Twitter’s own version of Stories – ‘Fleets’ – is now available to all users, and over the next year, you can expect Twitter to roll out new updates for the option as it looks to tap into the rising popularity of the format.
The notable omissions from Fleets are AR options and effects, and it seems likely that Twitter will add various tools on these fronts, assisted by its acquisition of Chroma Labs back in February. But many of these additions will be behind time – people already have a range of effects and visual tools on Snapchat, Instagram and TikTok, and it would be unlikely for Twitter to surpass those and make Fleets a bigger consideration in this respect.
Fleets will stick around, and some people will use it, but it doesn’t seem like it’s going to become a major element of the Twitter experience.
It’s an interesting add-on, no doubt, but Fleets won’t drive a significant uptick in usage or interest in the app.
Twitter’s also working on Audio Spaces, which will be a Clubhouse-like, audio meet-up feature, giving users another way to interact.
Which, like audio tweets, will be interesting for a bit, but again, it’s unlikely to become a transformative feature in the app.
Of course, it doesn’t have to be to provide functional value, but Audio Spaces still seems limited, even with low expectations. Still, it’ll be something to experiment with, and given recent developments, it looks set to be available in early 2021.
Twitter’s also been looking to expand its potential for engagement by providing users with more recommendations of Topics to follow in their feeds, as opposed to profiles.
In 2021, it wouldn’t be surprising to see Twitter take this a step further and add Topic spaces, where it will collect relevant tweets on a topic, curated by Twitter’s team, into a dedicated page or section in the app.
This could be similar to its current listings related to in-progress sporting events and live-streams, providing a more immersive, focused listing of key tweets and profiles on each topic, which could help to improve engagement.
Status Indicators on Profiles
Twitter’s been testing these for a while, and it seems like a logical addition, especially in line with the roll-out of Fleets.

## STATED GOAL A
Based on the text about Twitter's plans, does each statement agree with it? (i) Fleets is expected to become a major part of the Twitter experience. (ii) Twitter acquired Chroma Labs in February. (iii) Audio Spaces looks set to be available in late 2021.

Bounding-box records:

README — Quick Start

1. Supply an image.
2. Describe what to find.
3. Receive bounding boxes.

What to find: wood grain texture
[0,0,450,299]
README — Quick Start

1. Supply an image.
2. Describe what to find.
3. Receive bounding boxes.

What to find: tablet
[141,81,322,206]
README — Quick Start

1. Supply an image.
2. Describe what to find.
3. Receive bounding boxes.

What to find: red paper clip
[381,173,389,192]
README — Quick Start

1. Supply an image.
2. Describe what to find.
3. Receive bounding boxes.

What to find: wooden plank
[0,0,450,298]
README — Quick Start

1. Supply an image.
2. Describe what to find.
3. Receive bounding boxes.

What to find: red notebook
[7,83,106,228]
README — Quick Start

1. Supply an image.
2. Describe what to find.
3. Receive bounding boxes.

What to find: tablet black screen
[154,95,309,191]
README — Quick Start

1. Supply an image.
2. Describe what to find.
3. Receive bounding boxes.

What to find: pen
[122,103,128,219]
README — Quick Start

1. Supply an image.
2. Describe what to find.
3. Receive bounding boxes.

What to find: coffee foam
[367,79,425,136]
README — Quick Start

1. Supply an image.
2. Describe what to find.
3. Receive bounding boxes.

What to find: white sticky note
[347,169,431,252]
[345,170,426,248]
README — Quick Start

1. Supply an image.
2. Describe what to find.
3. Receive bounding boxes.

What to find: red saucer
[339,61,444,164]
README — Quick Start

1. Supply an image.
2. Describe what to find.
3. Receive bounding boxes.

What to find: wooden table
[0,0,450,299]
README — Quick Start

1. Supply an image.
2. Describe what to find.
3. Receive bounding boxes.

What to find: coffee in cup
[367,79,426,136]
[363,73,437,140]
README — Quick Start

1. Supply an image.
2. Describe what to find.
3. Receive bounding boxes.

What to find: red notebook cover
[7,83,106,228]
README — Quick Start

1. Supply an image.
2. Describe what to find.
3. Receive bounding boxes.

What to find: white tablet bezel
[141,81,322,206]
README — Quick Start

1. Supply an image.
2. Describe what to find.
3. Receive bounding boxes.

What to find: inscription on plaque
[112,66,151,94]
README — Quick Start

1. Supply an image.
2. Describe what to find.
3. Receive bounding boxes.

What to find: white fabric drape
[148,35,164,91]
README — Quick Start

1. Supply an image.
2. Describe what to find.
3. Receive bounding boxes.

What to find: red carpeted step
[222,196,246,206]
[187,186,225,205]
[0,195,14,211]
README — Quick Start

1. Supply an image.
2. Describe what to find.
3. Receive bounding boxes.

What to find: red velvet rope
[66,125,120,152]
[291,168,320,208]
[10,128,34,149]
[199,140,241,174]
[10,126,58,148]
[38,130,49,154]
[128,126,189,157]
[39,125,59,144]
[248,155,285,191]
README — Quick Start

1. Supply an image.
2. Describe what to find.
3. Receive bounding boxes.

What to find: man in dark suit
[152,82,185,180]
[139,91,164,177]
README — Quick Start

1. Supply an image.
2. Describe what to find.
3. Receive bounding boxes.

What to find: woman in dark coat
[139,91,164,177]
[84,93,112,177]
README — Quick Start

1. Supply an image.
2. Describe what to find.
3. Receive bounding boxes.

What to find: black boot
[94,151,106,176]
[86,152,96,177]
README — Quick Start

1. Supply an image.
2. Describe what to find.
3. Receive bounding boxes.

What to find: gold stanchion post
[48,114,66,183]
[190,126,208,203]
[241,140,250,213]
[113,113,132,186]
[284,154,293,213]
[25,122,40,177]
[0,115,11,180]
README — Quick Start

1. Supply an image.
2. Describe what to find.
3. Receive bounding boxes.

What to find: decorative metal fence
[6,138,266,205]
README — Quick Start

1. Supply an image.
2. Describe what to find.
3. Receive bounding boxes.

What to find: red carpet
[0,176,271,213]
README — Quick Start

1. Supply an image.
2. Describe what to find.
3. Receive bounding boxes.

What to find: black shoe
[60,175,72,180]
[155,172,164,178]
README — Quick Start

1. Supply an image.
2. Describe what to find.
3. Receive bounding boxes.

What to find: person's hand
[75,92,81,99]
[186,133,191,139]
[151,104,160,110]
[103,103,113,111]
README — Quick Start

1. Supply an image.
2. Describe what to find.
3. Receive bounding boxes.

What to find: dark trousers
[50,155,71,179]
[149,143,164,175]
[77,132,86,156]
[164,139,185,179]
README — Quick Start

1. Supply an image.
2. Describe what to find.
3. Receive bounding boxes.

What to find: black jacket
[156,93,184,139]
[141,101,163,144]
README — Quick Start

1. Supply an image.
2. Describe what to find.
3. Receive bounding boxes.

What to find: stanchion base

## STATED GOAL B
From the records above, return each line that contains the string "notebook". Case counts.

## EXPECTED OUTPUT A
(i) No: "it doesn’t seem like it’s going to become a major element of the Twitter experience"
(ii) Yes: "assisted by its acquisition of Chroma Labs back in February"
(iii) No: "it looks set to be available in early 2021"

## EXPECTED OUTPUT B
What to find: red notebook
What to find: red notebook cover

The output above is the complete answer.